Exercise requirements
I need all the entries repeated exactly as written.

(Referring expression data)
——————

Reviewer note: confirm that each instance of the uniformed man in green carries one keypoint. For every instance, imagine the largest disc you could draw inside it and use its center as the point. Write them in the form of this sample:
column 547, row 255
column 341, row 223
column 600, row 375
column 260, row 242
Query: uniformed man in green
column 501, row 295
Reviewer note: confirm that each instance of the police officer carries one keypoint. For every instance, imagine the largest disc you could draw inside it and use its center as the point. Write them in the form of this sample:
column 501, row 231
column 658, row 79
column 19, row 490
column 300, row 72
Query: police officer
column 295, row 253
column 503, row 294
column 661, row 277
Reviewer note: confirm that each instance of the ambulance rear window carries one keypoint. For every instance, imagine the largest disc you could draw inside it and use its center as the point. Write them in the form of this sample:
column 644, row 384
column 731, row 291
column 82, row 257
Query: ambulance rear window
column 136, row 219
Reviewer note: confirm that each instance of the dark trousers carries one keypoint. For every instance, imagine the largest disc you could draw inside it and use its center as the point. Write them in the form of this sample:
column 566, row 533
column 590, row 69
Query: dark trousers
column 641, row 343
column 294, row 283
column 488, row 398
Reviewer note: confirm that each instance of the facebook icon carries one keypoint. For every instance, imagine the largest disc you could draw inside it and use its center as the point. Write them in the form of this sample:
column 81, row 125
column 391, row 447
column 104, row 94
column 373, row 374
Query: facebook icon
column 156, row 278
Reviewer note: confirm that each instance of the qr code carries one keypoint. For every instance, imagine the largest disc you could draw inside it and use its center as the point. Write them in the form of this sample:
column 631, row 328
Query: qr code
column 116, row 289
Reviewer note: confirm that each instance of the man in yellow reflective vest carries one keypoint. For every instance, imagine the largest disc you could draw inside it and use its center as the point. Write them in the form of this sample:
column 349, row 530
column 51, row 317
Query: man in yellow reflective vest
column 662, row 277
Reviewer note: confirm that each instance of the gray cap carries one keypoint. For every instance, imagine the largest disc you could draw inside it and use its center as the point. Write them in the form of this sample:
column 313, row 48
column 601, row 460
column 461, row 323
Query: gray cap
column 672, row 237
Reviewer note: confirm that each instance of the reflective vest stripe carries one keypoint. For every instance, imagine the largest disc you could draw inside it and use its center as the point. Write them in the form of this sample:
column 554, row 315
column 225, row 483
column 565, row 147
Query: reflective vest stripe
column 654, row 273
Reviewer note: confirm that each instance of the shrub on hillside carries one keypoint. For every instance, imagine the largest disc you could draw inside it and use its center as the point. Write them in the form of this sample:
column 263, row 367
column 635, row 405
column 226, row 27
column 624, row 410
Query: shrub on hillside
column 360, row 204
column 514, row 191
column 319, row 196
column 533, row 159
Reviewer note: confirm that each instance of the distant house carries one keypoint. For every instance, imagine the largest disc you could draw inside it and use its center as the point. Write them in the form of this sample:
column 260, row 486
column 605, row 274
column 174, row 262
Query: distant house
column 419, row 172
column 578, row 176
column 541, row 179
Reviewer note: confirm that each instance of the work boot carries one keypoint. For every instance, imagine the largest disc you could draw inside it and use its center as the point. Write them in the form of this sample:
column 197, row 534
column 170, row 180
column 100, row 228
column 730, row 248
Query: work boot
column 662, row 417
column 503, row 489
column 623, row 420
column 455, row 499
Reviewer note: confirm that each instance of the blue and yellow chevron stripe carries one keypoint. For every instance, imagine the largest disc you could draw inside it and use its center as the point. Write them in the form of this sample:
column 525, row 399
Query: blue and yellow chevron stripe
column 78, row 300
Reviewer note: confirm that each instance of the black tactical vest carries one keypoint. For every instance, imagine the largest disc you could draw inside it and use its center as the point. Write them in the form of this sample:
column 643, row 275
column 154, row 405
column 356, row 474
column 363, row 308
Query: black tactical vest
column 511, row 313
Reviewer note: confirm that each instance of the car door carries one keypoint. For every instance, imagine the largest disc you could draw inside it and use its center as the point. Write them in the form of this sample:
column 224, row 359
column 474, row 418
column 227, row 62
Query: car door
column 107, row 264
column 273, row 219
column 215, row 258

——————

Result
Reviewer note: confirm that each instance of the uniformed man in green carries one keypoint. For every instance, imagine the largest disc you could draw inside it and use its center as the point. Write them in the form of this sample:
column 547, row 255
column 341, row 223
column 600, row 375
column 260, row 242
Query: uniformed man in green
column 501, row 295
Reviewer note: confirm that each instance of the police officer carries one keypoint. For every instance, imagine the largest disc you could draw inside it and use its center as the point. Write them in the form of this sample:
column 501, row 231
column 658, row 79
column 19, row 490
column 300, row 72
Query: police officer
column 295, row 253
column 503, row 294
column 661, row 277
Reviewer note: confirm that each instance of the ambulance rear window carries one keypoint. For every instance, imagine the largest disc you could draw inside it and use its center as the point. Write them in the form of this sample:
column 644, row 384
column 731, row 291
column 82, row 257
Query: ambulance rear window
column 136, row 219
Reviewer note: confirm that each instance of the dark trousers carries one keypoint. For every instance, imagine the largest disc you could draw inside it and use its center as the point. Write them in the form of this sample:
column 566, row 533
column 590, row 69
Query: dark trousers
column 641, row 343
column 294, row 283
column 488, row 398
Reviewer note: confirm that each instance of the facebook icon carries one keypoint. For every instance, imagine the largest disc you could draw inside it and use its center as the point. Write them in the form of this sample:
column 81, row 125
column 391, row 447
column 104, row 94
column 373, row 374
Query: facebook icon
column 156, row 278
Reviewer note: confirm that each instance of the qr code carries one keypoint. For every instance, imagine the largest disc you could draw inside it and use its center as the point. Write them in the form of this sample:
column 631, row 328
Query: qr code
column 116, row 289
Reviewer note: confirm that each instance of the man in yellow reflective vest carries one keypoint. For every instance, imagine the largest disc you could draw inside it and use its center as the point. Write them in the form of this sample:
column 349, row 530
column 51, row 317
Query: man in yellow reflective vest
column 662, row 277
Reviewer note: confirm that each instance of the gray cap carries one keypoint. For every instance, imagine the largest disc you could draw inside it and use its center as the point. Write them in the form of this sample:
column 313, row 48
column 601, row 460
column 461, row 323
Query: gray cap
column 672, row 237
Reviewer note: confirm that each instance of the reflective vest stripe carries one keypoint. For every instance, imagine the largest disc you could draw inside it and use its center as the point. Write them in the form of this sample:
column 554, row 315
column 225, row 483
column 565, row 147
Query: reflective vest stripe
column 654, row 273
Reviewer note: confirm that each instance of the shrub on hillside carries one keypoint. For every instance, imagine the largest disc you could draw inside it and use its center as the point. Write them in the form of this sample:
column 263, row 367
column 635, row 405
column 226, row 27
column 624, row 410
Query: shrub on hillside
column 360, row 204
column 514, row 191
column 319, row 196
column 533, row 159
Reviewer note: confirm that each instance of the distant house carries one keypoint. For every instance, imagine the largest disc you could draw inside it and use its center as the point. Write them in the form of this sample:
column 260, row 486
column 605, row 274
column 174, row 262
Query: distant house
column 419, row 172
column 578, row 176
column 541, row 179
Reviewer note: confirm that each instance of the work boot carries one keypoint. For every instance, imagine the largest disc you could draw inside it and use its center as the point. Write them in the form of this sample:
column 197, row 534
column 170, row 180
column 100, row 228
column 730, row 248
Query: work boot
column 662, row 417
column 503, row 489
column 623, row 420
column 455, row 499
Reviewer note: confirm that each instance of the blue and yellow chevron stripe carries one keypoint. For every instance, imagine the largest disc you could draw inside it and use its center as the point. Write them in the form of this sample:
column 525, row 399
Query: blue and yellow chevron stripe
column 78, row 300
Reviewer note: confirm that each instance of the black tactical vest carries one keypoint. For every instance, imagine the largest disc you could draw inside it and use its center as the point. Write them in the form of this sample:
column 643, row 275
column 154, row 405
column 356, row 474
column 363, row 308
Query: black tactical vest
column 511, row 313
Reviewer note: confirm that each instance of the car door carries one keypoint. For every instance, imagine the largest disc you could draw inside it and use its center as the point. Write them in the form of this sample:
column 224, row 359
column 474, row 418
column 227, row 62
Query: car door
column 107, row 264
column 273, row 219
column 215, row 258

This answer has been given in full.